# What type of floor in goat barn?



## goatgang (Jun 19, 2005)

First let me thank everyone for all the advice. I have been reading for months. I had some difficulty posting recently

We got our first goats in May - 2 pygmy kids- a doe & wether. ( wether finally became a wether - the banding was on for 5 1/2 weeks! horrible, never again. ). We are still working on the goat barn . We are in Michigan so need to finish before the weather turns cold again. The goat barn used to be a block piggery. Tore off the old roof, worked on the blocks, now we are working on the floor. My husband is trying to build a Taj Mahal floor. The old floor was cement and some dirt ( old groundhog problem). He has laid tar paper, heavy black plastic, a beam framework, and marine plywood for decking. It is beautiful platform - but what do I put on the plywood? Paint or polyurethane ? The goats have a smooth , raised , level floor , but what do I do to protect it?


Thanks to everyone
Chris

P.S
We will be looking for another pygmy goat kid next spring. Prefer a doe , needs to be born after January 1, 2006 ( 4 H project - showmanship).


----------



## james dilley (Mar 21, 2004)

With A wooden floor I hope you love RATS because thats what you will get. A concrete floor, With A footer below the frost line is A must. If the footer is not at least 24" Rats can dig under..


----------



## Cat (Jun 19, 2004)

Why not have a dirt floor?


----------



## Caprice Acres (Mar 6, 2005)

wood floor will also rot out quickly. We have wooden floor in our shed, but we covered ours with the epoxy garage floor covering, and it works great
sorry your wether had to go through that, but it usually doesnt take that long, and is pretty much painless after a short while. it was either this or cutting him open! hope this doesnt mean that youre not going to fix male pet goats anymore.....
anyways good luck with them!!
~Dona


----------



## goatgang (Jun 19, 2005)

A dirt floor would have been okay. I would have to remove the old cement floor. The floor is mostly intact - just not level due to settling & old ground hog problem. Demolition of the floor would probably be another set of issues. 
Thank you for the suggestion of the epoxy floor covering.

**EXERCISE**
Answer from the goat barn floor thread:
1. In what state is the barn being built?
2. According to one reply, how deep must the footer be, at minimum, to keep rats from digging under?
3. What did Dona cover the wooden shed floor with?

**STORED RECORDS**
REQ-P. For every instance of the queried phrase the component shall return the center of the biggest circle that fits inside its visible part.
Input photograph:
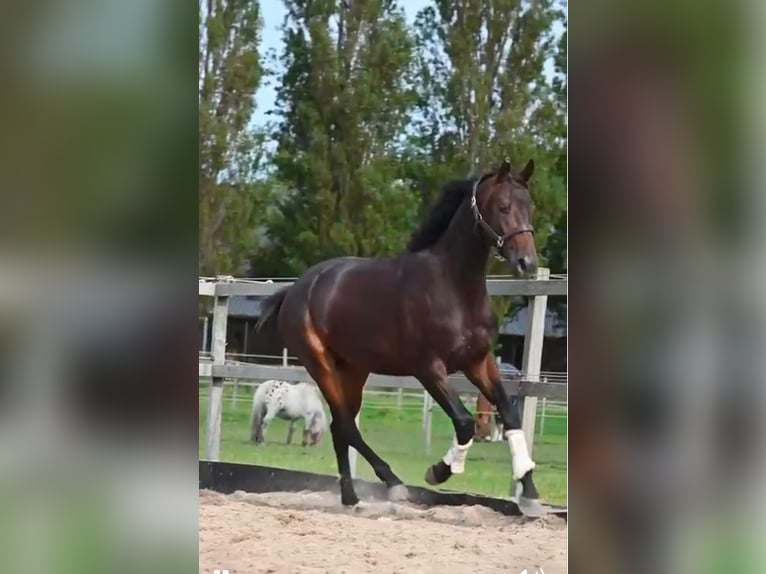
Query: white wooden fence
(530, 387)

==

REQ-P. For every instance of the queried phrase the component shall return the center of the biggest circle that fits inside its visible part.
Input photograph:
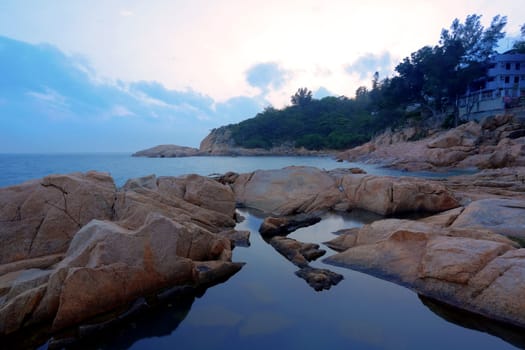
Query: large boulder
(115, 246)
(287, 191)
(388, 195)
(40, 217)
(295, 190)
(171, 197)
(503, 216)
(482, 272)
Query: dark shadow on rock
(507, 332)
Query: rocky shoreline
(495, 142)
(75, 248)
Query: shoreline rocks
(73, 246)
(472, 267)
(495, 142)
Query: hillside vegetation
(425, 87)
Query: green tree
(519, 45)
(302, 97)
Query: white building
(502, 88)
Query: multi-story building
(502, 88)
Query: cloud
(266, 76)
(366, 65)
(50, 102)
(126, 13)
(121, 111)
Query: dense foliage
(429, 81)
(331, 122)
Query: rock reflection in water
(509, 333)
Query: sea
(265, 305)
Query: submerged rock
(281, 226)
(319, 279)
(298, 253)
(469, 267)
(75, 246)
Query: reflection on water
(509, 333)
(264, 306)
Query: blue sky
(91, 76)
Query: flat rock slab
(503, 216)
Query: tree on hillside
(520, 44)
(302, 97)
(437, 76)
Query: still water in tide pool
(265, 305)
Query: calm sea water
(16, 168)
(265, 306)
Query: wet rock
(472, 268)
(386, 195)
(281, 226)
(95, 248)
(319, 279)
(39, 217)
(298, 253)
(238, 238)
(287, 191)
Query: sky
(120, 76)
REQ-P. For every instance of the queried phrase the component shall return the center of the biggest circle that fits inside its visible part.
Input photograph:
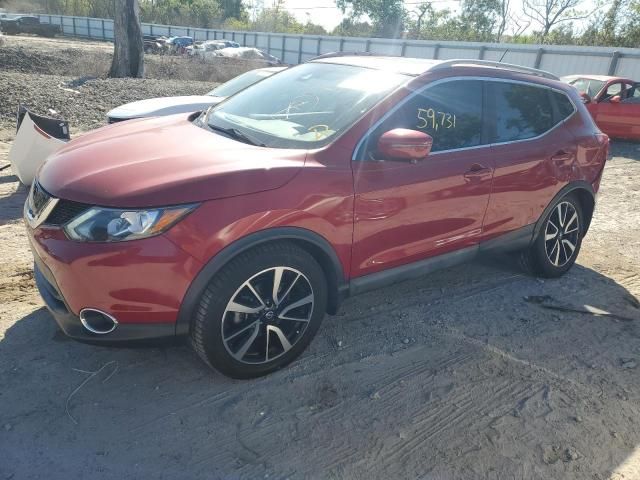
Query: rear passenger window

...

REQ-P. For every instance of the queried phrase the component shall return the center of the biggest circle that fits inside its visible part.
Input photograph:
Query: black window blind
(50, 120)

**OUTPUT**
1. Michigan
2. 24 inches
3. Epoxy garage floor covering